### Work order
An exact copy of the entries is needed, with every line included.

____

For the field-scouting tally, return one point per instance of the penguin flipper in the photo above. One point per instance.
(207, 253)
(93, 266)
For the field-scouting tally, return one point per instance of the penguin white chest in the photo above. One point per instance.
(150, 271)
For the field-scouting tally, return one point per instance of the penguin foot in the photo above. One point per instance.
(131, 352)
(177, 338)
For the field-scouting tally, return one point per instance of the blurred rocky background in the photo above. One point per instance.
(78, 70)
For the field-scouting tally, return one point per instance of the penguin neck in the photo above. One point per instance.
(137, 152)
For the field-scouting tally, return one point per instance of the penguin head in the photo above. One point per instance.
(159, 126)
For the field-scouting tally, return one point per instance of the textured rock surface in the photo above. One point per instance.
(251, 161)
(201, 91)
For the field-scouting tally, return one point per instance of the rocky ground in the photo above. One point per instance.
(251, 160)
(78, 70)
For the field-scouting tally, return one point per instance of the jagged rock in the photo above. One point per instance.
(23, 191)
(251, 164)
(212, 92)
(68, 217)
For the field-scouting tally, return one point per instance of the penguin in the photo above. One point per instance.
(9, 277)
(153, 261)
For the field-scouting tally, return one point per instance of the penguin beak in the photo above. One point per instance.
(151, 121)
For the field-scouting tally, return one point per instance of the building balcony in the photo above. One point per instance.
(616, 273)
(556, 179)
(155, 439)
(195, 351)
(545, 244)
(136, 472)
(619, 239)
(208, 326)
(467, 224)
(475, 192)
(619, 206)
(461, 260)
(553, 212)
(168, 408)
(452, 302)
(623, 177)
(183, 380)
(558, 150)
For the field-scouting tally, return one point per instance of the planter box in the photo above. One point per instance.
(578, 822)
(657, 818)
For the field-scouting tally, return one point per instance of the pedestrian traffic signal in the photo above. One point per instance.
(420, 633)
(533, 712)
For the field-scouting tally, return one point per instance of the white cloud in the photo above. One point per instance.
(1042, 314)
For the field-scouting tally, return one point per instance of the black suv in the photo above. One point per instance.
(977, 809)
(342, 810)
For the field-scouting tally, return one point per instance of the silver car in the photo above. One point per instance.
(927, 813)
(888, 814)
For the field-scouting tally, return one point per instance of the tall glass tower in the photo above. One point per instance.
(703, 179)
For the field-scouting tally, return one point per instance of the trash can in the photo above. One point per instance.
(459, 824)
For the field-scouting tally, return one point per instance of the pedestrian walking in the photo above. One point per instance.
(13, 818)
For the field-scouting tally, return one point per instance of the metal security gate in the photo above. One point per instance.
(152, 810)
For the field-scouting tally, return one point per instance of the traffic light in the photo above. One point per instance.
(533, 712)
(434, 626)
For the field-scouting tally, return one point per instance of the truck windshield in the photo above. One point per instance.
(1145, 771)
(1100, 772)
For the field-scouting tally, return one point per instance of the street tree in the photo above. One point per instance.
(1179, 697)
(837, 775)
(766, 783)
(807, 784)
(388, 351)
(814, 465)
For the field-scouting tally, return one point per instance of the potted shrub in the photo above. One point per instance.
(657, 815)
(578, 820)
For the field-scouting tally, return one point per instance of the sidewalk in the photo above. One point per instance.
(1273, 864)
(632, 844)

____

### Result of the exercise
For the field-scouting tally, return one point per instance of the penguin flipper in the photo above. One point per instance.
(207, 253)
(93, 266)
For the field-scouting tally, return one point per instance of the penguin white chest in the photo above. One point per instance.
(150, 271)
For the field-scouting tally, return one point per instance of the penguin foot in the photo above. One point per instance.
(131, 352)
(177, 338)
For the field-scouting tally, return one point per instance of the blurred rocky background in the photo above. One point per instance.
(78, 70)
For the field-scouting tally, return one point per instance of the penguin neck in the photo above. One point per instance.
(137, 152)
For the field-scouting tally, return one point per instance of the penguin head in the photo above. One point per instance.
(159, 126)
For the field-scouting tally, return one point per instance of the textured rock surface in the photo above. One point per instance.
(251, 161)
(201, 91)
For the field-scouting tally, return one point per instance of the rocky ground in the photo above. One point per instance.
(251, 160)
(78, 70)
For the field-scouting tally, return one point per instance of the jagged rock in the photo above. One point per instance.
(23, 191)
(251, 164)
(212, 92)
(68, 217)
For the field-scouting tally, return one point per instance of the penguin in the photo above. One point per instance.
(9, 277)
(153, 261)
For the field-scouting tally, return one point per instance of the penguin beak in the photo above. One point per instance.
(151, 121)
For the field-scouting tally, return one point per instance of the building balcony in the photo above. One point per instance.
(616, 273)
(556, 179)
(155, 439)
(195, 351)
(545, 244)
(136, 472)
(619, 239)
(208, 326)
(467, 224)
(475, 192)
(619, 206)
(461, 260)
(553, 212)
(168, 408)
(452, 302)
(623, 177)
(183, 380)
(558, 150)
For the field-scouting tally, return one point per instance of the planter box in the photo above. One point per instance.
(578, 822)
(657, 818)
For the field-scouting tally, return one point per instance of the pedestrian traffic signal in the photo above. One point per instance.
(420, 633)
(533, 712)
For the field-scouting tally, return one point per instance of the white cloud in the photo above. One point per instance.
(1042, 314)
For the field-scouting tally, return one point per instance of the black suv in the photo above. One point per instance.
(977, 809)
(342, 810)
For the field-scouting tally, return one point per instance of the silver car in the photo above. One point per instance.
(927, 813)
(888, 814)
For the field-scouting tally, return one point per instance of the tall glass tower in the photo above. One point per instance.
(703, 179)
For the field-scouting tally, return one point per instance of the trash can in the photo above. One point per instance.
(459, 824)
For the field-scouting tally, return one point per instance of the pedestrian walking in the photo above. One point per instance.
(13, 818)
For the field-scouting tally, return one point per instance of the metal security gate in the photo above. One point per instance.
(152, 810)
For the field-scouting tally, return one point per instance of the traffic light in the photo above. One point per instance.
(533, 712)
(434, 626)
For the field-scouting tally, return one point per instance of the truck windshield in the photo above. One point per instance.
(1145, 771)
(1100, 772)
For the field-scouting tally, return one point per instance of the street tree in the photo above. One point per instance.
(1179, 697)
(837, 775)
(766, 783)
(807, 784)
(388, 351)
(814, 465)
For the field-scouting tally, return one point per instance of the potted shrub in the photo above. One point per instance.
(657, 815)
(578, 820)
For the field-scouting tally, return one point per instance of the sidewalk in the photo above. One point per instance.
(1273, 864)
(632, 844)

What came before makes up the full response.